• _GIVEN TEXT_
|
Nearly 60,000 Nepali women have had legal abortions since March 2004. But despite the impressive numbers, there are still huge obstacles to guarantee women's right to safe abortion.
For example, over 10 percent of women who sought abortions at 22 facilities in the country from January to March 2006 were rejected because they were more than 12 weeks pregnant, according to a recent study by the Centre for Research on Environment, Health and Population Activities.
Anand Tamang of CREHPA, which produced the National Facility-based Abortion Baseline Study says so many women are turned away because they calculate their date of conception differently than the law does.
That ignorance of the law's particulars is not surprising, since the study also found that only 50 percent of women seeking what is known as comprehensive abortion care (CAC) were aware that it is legal. Of those, less than half knew that it was permitted on request during the first 12 weeks of pregnancy.
Abortion is permissible up to 12 weeks, until 18 weeks if the pregnancy resulted from rape or incest and any time, with a doctor's consent, if the women's health is in danger or the foetus is severely deformed.
Four years before abortion was legalised, a Ministry of Health study estimated that 54 percent of maternal deaths were caused by unsafe abortion.
"I think (unsafe abortions) have been reduced. But still they come," says Dr Sudha Thapa, deputy director at Maternity Hospital, the country's only training centre for doctors-and in a current pilot project, nurses-who must be certified before they can perform the procedure.
Another CREHPA study found that of 1,560 cases treated at Maternity Hospital from April 2004-2005, 138 were for complications caused by induced abortion.
"A big challenge is educating women (and men) of their rights to safe abortion and what is safe abortion," says Wendy Darby of Ipas, a US-based NGO that has given considerable financial and technical support to Nepal's Safe Abortion Program.
Poor information dissemination, high cost, and lack of staffed service centres have been directly responsible for the jailing of more than a dozen women since the abortion law was changed (see, Jailed).
In urban areas, government, private and NGO facilities all offer CAC while government centres predominate in rural Nepal. And although the government has twice as many certified facilities, the others have performed more than three times as many abortions.
Sixty-eight of Nepal's 75 districts now have at least one trained service provider, but "23 of them are not yet providing services, for a variety of reasons," Darby told us via email.
Laxmi Raj Pathak helped push the abortion bill through parliament when he was director of the Health Ministry's Family Health Division. He blames slow decision-making for inadequate abortion services in rural areas, the result of poor management. "People are committed but no one wants to take risks," he told us. "If you want to serve rural people you have to deviate from the guidelines sometimes."
Jailed
When Shruti learned she was pregnant she decided that she did not want to have the baby. The married woman went to the hospital in Dhankuta, where she discovered she didn't have enough money for the procedure (which averages just over Rs 1,000 in government hospitals). She returned home.

• _THINGS TO DO_
**a)** Using the article on abortion in Nepal, decide whether each statement agrees with it. Answer yes or no for each, and quote the words that decide it.
(i) Abortion is allowed up to 12 weeks of pregnancy.
(ii) Government facilities have performed more abortions than the other facilities.
(iii) Every district with a trained service provider is now offering abortion services.
**b)** According to the article on abortion in Nepal, what share of maternal deaths did a Ministry of Health study attribute to unsafe abortion four years before abortion was legalized?
Use only the article on abortion in Nepal as your source.

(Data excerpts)
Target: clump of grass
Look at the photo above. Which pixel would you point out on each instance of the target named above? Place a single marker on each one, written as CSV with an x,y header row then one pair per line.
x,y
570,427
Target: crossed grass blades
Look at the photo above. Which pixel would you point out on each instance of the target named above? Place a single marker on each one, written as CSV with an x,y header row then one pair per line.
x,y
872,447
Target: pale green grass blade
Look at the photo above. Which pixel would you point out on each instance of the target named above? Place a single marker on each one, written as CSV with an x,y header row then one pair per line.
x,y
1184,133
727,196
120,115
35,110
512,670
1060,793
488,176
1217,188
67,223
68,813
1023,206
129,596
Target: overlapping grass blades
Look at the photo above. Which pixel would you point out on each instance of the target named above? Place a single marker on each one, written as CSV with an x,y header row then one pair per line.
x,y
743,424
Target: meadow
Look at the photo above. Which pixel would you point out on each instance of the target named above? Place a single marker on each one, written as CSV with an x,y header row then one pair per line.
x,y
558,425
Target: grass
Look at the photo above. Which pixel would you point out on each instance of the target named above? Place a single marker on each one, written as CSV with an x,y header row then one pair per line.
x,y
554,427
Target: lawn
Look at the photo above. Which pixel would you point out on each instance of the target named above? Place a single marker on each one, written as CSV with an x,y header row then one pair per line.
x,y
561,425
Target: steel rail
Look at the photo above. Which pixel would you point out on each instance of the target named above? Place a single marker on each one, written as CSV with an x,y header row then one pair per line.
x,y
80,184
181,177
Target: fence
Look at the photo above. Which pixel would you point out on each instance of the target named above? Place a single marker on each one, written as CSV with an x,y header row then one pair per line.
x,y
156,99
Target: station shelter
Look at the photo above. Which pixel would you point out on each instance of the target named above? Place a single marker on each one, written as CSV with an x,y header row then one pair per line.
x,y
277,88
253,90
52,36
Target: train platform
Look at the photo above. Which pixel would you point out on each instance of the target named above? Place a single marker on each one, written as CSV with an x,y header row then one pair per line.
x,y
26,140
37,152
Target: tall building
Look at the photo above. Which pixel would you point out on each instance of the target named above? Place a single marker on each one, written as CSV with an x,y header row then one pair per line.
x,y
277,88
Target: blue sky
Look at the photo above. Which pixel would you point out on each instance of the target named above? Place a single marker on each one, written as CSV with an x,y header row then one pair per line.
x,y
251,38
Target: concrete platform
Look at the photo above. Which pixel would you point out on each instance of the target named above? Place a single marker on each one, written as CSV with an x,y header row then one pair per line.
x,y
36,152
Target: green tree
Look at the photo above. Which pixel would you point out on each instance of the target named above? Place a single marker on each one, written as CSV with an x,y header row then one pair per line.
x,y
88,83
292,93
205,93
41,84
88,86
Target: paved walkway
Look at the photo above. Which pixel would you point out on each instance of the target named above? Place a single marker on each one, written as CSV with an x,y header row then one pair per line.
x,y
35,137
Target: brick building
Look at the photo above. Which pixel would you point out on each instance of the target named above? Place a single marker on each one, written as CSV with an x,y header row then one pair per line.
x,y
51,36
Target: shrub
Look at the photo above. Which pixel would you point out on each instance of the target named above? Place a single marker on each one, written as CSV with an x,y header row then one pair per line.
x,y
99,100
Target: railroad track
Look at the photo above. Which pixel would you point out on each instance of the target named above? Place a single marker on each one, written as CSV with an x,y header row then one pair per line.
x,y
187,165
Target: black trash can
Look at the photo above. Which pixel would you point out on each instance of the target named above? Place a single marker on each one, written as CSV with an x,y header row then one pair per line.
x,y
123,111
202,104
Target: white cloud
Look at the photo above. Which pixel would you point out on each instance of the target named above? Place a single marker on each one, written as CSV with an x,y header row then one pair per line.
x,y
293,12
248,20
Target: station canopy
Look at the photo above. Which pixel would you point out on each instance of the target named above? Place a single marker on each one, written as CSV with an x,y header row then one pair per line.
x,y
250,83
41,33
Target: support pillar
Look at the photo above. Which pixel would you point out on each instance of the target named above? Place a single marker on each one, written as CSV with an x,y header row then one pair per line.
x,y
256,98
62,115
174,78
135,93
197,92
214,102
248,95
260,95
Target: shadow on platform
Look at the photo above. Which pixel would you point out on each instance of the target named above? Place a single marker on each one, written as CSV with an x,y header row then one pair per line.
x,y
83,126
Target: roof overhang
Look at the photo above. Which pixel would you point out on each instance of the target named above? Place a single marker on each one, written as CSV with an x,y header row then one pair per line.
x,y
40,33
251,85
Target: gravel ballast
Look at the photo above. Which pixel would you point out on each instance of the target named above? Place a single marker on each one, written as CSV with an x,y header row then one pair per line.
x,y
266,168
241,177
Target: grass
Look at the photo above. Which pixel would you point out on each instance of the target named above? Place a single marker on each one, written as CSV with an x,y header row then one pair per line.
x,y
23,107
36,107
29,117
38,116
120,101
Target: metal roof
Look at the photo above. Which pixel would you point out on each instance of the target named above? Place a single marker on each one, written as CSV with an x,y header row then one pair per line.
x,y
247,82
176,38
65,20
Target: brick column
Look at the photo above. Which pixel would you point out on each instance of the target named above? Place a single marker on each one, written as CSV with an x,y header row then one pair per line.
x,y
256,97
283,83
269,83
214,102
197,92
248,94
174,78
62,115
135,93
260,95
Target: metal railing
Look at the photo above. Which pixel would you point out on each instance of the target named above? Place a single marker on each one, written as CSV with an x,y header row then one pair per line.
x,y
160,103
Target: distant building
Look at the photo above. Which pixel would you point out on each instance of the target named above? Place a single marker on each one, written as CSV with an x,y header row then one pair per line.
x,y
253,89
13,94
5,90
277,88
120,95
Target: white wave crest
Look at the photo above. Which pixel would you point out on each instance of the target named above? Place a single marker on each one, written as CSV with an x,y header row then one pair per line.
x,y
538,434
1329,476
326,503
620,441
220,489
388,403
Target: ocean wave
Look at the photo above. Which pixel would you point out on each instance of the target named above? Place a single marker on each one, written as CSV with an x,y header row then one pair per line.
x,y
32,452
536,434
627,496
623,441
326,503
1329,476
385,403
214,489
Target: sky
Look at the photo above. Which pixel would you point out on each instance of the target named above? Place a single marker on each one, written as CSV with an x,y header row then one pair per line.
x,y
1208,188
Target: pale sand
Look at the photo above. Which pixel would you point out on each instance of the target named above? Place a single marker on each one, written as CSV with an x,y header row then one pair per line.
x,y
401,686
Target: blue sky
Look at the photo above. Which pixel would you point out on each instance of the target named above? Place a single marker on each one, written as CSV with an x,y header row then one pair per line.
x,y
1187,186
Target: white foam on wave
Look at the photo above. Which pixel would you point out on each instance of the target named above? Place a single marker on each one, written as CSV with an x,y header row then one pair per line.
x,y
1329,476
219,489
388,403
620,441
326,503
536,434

• _RESULTS FOR THE EXERCISE_
**a)**
(i) Yes: "Abortion is permissible up to 12 weeks."
(ii) No: "the others have performed more than three times as many abortions."
(iii) No: "23 of them are not yet providing services, for a variety of reasons."

**b)** The study estimated that 54 percent of maternal deaths were caused by unsafe abortion.